**Data to use**.
------
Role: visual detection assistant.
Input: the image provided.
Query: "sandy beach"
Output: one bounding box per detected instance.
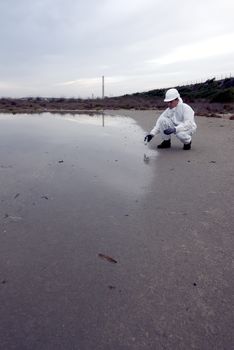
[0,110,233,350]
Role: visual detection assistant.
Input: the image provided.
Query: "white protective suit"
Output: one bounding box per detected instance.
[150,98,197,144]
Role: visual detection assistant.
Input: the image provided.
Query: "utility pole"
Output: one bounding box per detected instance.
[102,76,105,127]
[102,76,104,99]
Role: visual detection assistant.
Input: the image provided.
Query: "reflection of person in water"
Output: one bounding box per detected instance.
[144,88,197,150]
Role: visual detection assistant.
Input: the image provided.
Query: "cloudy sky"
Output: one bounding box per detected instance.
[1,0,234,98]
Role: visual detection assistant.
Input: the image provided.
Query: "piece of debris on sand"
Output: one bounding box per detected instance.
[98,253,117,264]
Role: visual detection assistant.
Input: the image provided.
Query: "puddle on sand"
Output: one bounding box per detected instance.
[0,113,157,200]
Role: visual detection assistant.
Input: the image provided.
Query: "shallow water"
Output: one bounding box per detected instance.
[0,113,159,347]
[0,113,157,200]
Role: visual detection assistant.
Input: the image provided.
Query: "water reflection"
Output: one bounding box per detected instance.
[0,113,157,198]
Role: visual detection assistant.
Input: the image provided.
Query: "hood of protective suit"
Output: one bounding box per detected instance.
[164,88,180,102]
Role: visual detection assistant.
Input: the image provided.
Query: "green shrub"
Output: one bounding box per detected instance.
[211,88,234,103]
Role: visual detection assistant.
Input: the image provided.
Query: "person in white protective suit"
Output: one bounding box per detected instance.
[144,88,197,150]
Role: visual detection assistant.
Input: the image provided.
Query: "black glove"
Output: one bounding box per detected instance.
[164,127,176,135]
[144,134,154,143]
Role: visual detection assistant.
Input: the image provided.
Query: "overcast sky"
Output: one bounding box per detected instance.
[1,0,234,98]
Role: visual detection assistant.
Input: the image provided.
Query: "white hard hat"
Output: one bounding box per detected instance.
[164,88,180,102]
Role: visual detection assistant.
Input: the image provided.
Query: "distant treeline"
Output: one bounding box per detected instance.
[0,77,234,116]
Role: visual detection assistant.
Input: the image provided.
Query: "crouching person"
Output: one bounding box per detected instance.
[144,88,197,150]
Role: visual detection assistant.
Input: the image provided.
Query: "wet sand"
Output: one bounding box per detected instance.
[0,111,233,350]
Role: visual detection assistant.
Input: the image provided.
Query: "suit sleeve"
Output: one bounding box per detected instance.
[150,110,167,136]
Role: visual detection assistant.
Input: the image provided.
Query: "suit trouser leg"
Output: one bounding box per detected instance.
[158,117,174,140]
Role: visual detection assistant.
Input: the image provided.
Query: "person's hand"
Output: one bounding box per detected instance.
------
**What the task requires**.
Repeat everything in the records above exactly; pictures are not part of the copy.

**Solution to the exercise**.
Role: visual detection assistant.
Input: the image provided.
Query: "sandy beach"
Output: one bounding box per detected instance.
[0,110,233,350]
Role: visual detection assistant.
Input: the image provided.
Query: "white protective suit"
Output: one bounding box per detected instance.
[150,98,197,144]
Role: visual detection assistant.
Input: the image provided.
Query: "utility pole"
Output: one bounding box per detected instance.
[102,76,105,127]
[102,76,104,99]
Role: visual detection assistant.
Input: the image provided.
Query: "reflection of person in water"
Output: one bounding box per detected instance.
[144,88,197,150]
Role: visual detection assistant.
Input: the image provided.
Query: "cloudy sky"
Output: one bounding box per detected instance.
[1,0,234,98]
Role: visual detection assistant.
Input: the image provided.
Query: "piece of debris on sand"
Output: one bounding box per detected instance.
[98,253,117,264]
Role: visual detection assistant.
Input: the image provided.
Query: "puddle on sand"
Output: one bounding box per detected instance.
[0,113,157,200]
Role: visual detection assistant.
Input: the image provided.
Query: "shallow water"
Output: one bounding box per detected instance.
[0,113,159,347]
[0,113,157,200]
Role: visual detection assistant.
Input: the image provided.
Query: "water reflection"
Output: one bounding box per detected instance.
[0,113,157,198]
Role: visual detection assistant.
Input: the image provided.
Query: "hood of protective suit"
Output: one bounding box per detected instance.
[164,88,180,102]
Role: visual detection assistant.
Input: the image provided.
Query: "green shrub"
Output: one bounding box per detected instance.
[211,88,234,103]
Role: visual detection assistant.
Input: the image provided.
Query: "person in white protective suit"
Output: one bounding box per detected instance.
[144,88,197,150]
Role: visual detection assistant.
Input: the image provided.
Query: "black glove"
Output: one bounding box per detected instance.
[164,127,176,135]
[144,134,154,143]
Role: visual detection assistant.
Input: the image provided.
Query: "overcast sky"
Output: one bounding box per detected instance.
[1,0,234,98]
Role: visual detection assistant.
Input: the image provided.
Query: "white hard hat"
Output: one bounding box per detected instance.
[164,88,180,102]
Role: visual detection assistant.
Input: the image provided.
Query: "distant treeline"
Output: one bounding box per detected instance.
[0,77,234,116]
Role: visual detection assistant.
Input: the image provided.
Query: "crouching person"
Output: one bounding box per detected instance.
[144,88,197,150]
Role: visual detection assistant.
Input: the image provided.
Query: "wet sand"
Output: one bounding box per detected instance.
[0,111,233,350]
Role: visual detection assistant.
Input: the image provided.
Query: "suit sleeve"
Output: one bounding box per detected instance.
[150,110,167,136]
Role: visual detection assistant.
Input: the image provided.
Query: "suit trouser leg"
Output: one bounding box per detected instance.
[158,117,174,140]
Role: visual detection assistant.
Input: the image provided.
Query: "person's hand"
Output: one bounding box per detected instance.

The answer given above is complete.